(Dataset lines on where objects appear)
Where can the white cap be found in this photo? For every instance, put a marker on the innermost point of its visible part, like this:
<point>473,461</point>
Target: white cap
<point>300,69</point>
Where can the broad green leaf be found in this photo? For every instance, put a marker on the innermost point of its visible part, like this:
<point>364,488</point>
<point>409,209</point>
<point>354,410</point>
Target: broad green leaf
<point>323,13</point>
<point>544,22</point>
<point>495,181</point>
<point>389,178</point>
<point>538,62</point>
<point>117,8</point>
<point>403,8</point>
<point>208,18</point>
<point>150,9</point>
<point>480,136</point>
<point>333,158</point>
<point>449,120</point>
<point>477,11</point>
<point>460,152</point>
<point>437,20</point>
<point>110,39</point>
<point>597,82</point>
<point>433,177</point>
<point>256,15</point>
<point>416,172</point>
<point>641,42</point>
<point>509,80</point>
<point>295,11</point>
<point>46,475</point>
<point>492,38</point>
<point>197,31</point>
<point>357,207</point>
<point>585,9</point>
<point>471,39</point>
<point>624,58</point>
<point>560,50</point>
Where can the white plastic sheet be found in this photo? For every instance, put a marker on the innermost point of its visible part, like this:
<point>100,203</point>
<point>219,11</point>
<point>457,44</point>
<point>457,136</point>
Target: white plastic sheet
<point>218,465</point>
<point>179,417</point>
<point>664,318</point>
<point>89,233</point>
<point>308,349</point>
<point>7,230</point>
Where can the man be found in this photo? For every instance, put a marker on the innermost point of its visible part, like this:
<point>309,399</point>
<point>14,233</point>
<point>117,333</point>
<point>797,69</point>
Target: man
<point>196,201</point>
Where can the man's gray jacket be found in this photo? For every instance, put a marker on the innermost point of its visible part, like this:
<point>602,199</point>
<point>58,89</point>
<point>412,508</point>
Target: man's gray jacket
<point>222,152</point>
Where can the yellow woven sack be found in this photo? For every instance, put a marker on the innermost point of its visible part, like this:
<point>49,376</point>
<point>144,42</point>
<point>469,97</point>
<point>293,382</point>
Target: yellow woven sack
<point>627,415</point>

== The exercise ==
Copy the lines without any change, starting at the line that contains "Where can the man be" and ending at the last line of the records.

== Output ==
Where can the man be found in this photo? For every instance, put a marker on the innermost point of its visible part, like this:
<point>309,399</point>
<point>14,233</point>
<point>117,333</point>
<point>797,69</point>
Target: man
<point>196,201</point>
Where can the man's gray jacket be found in this photo? For every instance, put a marker on the innermost point of its visible part, like this:
<point>602,199</point>
<point>58,89</point>
<point>412,508</point>
Target: man's gray jacket
<point>222,152</point>
Where can the yellow woven sack be found in this photo? For every instance, put a marker on the innermost point of its visible part, like this:
<point>49,376</point>
<point>144,42</point>
<point>469,97</point>
<point>293,382</point>
Target: yellow woven sack
<point>627,415</point>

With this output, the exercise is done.